▶ DATA SUPPLIED
★ ★ ★ ★ ★ ★ ★
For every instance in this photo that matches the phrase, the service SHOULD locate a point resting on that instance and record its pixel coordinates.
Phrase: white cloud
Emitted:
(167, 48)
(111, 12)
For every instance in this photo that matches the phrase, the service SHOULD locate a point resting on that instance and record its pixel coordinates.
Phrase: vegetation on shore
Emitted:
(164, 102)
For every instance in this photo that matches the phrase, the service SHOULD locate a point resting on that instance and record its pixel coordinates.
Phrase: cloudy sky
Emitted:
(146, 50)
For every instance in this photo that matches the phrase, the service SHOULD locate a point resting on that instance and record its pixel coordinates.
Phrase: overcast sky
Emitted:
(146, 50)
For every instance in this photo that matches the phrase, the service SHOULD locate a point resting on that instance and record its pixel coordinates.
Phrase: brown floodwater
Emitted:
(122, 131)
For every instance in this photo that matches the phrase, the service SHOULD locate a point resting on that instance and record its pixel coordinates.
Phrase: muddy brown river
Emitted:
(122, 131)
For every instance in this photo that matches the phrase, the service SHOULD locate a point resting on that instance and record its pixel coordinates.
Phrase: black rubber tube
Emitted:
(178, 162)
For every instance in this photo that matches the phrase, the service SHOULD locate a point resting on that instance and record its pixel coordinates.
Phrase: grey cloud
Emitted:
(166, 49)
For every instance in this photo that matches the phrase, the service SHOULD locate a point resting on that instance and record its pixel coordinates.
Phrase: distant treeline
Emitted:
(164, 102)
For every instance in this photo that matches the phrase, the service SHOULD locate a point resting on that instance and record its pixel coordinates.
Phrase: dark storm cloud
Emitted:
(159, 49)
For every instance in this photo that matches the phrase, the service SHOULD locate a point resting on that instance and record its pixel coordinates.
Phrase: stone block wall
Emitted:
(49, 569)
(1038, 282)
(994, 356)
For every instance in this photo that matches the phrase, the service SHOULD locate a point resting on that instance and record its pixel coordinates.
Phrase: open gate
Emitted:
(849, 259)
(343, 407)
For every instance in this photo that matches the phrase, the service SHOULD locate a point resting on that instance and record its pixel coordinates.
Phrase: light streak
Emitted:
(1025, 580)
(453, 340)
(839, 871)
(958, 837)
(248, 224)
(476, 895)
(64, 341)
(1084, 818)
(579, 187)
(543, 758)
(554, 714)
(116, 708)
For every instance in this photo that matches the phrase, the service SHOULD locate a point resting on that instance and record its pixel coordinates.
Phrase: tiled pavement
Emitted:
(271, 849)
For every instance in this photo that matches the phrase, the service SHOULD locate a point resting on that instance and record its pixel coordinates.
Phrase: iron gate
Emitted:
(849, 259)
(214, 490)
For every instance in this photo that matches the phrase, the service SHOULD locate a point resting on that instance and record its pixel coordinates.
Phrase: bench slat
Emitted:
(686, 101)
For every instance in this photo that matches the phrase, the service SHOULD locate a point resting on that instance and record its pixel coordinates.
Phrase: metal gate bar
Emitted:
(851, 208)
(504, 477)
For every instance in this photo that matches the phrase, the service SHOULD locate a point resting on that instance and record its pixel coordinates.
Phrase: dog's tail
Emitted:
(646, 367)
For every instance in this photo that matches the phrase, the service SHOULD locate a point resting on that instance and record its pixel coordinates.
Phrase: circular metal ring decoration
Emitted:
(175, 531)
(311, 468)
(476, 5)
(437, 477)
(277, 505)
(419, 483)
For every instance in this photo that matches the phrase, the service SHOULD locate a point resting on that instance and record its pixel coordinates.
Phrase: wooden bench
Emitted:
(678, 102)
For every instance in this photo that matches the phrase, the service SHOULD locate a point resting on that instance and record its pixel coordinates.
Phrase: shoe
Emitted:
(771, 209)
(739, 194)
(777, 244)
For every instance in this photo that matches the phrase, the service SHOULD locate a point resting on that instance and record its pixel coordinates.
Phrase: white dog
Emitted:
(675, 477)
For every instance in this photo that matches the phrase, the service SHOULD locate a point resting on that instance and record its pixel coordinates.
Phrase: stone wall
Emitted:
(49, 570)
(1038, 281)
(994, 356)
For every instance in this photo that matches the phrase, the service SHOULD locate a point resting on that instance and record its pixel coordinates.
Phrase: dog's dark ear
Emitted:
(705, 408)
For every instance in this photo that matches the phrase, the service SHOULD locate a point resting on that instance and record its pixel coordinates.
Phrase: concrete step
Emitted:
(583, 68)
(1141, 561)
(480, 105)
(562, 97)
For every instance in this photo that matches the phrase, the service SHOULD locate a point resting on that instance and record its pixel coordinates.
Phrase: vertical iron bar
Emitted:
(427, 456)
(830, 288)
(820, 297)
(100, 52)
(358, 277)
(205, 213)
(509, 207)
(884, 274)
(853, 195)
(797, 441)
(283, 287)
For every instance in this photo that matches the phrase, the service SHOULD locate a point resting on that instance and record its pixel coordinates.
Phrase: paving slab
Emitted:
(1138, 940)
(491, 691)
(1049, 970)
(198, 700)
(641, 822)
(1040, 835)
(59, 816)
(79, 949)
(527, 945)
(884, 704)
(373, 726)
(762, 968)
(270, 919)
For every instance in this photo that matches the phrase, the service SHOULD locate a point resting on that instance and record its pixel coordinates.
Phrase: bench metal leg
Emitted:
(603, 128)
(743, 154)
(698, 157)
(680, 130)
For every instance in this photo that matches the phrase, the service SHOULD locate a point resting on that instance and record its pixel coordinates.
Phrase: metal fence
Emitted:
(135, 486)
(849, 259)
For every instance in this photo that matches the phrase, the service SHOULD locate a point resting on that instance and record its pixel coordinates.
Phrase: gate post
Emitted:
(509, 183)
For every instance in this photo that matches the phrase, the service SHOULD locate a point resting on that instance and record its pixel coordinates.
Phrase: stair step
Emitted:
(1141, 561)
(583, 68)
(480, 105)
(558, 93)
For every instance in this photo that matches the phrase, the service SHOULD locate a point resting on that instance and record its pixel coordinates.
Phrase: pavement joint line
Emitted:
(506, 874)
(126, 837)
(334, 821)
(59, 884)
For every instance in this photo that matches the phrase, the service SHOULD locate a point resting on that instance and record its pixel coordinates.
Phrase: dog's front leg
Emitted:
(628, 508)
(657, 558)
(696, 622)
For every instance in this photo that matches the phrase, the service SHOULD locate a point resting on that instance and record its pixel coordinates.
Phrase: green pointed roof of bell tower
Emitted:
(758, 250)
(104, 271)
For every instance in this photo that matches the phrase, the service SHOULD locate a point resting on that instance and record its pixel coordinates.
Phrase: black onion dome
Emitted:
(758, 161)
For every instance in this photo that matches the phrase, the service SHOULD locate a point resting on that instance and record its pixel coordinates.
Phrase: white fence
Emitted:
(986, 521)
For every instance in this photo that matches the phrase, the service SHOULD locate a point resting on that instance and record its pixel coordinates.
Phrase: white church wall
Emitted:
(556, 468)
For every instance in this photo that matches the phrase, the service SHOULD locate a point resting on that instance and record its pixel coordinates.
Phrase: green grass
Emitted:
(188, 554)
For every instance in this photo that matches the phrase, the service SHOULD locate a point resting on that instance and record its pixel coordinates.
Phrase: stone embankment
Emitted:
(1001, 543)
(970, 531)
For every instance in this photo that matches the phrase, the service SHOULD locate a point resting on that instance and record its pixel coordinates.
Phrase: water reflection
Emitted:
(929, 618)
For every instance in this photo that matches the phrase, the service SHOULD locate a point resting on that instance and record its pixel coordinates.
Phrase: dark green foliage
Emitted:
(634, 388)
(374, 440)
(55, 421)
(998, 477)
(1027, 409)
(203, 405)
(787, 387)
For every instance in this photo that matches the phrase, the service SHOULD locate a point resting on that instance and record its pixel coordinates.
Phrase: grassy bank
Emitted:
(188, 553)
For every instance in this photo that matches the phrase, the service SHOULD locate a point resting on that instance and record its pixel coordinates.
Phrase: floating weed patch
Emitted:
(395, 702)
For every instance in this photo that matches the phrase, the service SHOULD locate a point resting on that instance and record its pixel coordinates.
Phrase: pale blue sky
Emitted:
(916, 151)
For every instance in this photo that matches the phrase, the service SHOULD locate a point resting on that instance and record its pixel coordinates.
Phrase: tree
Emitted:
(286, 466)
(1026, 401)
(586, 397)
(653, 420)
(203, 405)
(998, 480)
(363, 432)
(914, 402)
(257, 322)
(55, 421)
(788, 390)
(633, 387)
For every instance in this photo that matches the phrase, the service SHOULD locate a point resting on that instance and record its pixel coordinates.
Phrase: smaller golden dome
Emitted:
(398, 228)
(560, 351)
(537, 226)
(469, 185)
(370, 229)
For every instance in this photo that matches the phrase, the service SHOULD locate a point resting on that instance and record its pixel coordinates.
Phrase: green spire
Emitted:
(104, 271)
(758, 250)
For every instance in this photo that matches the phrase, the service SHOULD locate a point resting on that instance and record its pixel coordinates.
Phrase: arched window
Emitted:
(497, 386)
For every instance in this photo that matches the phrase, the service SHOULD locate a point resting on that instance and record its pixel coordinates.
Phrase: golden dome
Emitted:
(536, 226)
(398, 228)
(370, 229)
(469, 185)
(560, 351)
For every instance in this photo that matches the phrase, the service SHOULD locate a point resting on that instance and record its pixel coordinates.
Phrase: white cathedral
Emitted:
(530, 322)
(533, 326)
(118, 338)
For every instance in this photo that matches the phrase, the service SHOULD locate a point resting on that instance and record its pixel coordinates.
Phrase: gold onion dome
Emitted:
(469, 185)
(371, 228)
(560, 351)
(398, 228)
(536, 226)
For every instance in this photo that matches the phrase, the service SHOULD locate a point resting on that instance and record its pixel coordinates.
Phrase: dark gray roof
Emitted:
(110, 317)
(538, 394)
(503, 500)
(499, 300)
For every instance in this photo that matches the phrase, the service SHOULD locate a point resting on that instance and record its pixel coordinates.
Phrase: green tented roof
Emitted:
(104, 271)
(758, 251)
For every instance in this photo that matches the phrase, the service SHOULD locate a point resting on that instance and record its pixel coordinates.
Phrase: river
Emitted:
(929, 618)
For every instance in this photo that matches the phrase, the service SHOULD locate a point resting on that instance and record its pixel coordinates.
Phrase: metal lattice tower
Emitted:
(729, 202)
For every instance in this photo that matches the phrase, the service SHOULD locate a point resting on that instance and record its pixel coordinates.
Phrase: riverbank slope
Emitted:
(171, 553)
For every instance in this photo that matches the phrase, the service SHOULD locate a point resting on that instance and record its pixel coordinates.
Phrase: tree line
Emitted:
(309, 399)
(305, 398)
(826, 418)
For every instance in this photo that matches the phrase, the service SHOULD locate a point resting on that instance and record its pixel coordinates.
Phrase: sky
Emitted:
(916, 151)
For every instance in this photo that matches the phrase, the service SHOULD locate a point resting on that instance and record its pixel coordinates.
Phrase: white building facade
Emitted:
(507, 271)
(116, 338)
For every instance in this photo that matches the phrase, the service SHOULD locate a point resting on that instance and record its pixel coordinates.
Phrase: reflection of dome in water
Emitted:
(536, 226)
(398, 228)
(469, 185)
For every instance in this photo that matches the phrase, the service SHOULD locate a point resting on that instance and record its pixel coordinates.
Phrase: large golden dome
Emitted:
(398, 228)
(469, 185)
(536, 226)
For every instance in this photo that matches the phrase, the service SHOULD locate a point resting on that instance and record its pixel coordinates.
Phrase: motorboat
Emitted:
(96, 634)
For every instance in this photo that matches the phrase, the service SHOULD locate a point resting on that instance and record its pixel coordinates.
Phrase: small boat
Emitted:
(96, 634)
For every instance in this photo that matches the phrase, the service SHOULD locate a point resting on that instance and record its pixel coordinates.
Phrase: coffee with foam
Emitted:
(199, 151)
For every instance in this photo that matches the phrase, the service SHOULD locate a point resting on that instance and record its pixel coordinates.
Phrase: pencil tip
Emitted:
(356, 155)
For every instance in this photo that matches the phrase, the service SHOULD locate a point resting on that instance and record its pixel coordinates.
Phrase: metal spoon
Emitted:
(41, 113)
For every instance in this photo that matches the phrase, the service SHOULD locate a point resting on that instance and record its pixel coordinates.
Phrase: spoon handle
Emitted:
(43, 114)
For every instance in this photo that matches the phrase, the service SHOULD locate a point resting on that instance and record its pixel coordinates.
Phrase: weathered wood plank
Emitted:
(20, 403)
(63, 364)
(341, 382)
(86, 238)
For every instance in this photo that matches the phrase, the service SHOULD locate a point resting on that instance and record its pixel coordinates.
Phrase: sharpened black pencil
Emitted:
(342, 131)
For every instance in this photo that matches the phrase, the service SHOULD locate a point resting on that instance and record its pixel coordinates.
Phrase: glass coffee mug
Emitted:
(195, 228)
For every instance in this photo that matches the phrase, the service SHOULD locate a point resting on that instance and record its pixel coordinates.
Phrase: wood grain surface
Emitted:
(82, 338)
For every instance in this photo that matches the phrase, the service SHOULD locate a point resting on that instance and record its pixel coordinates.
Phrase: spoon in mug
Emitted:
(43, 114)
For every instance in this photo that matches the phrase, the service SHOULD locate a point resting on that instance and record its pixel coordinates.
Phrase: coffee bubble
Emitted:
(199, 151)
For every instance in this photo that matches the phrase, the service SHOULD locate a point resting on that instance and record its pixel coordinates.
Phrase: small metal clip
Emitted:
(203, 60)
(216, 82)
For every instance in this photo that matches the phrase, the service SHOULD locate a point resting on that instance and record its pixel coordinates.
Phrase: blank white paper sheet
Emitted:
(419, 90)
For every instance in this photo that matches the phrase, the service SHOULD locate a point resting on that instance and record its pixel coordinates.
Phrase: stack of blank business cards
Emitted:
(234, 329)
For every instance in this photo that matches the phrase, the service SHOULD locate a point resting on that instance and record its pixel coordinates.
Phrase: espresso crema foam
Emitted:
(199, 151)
★ ★ ★ ★ ★ ★ ★
▶ REQUIRED WORK
Please pull out each line above containing the string "coffee", with case counting in the match.

▶ FINISHED TASK
Phrase: coffee with foam
Phrase: glass coffee mug
Phrase: coffee bubble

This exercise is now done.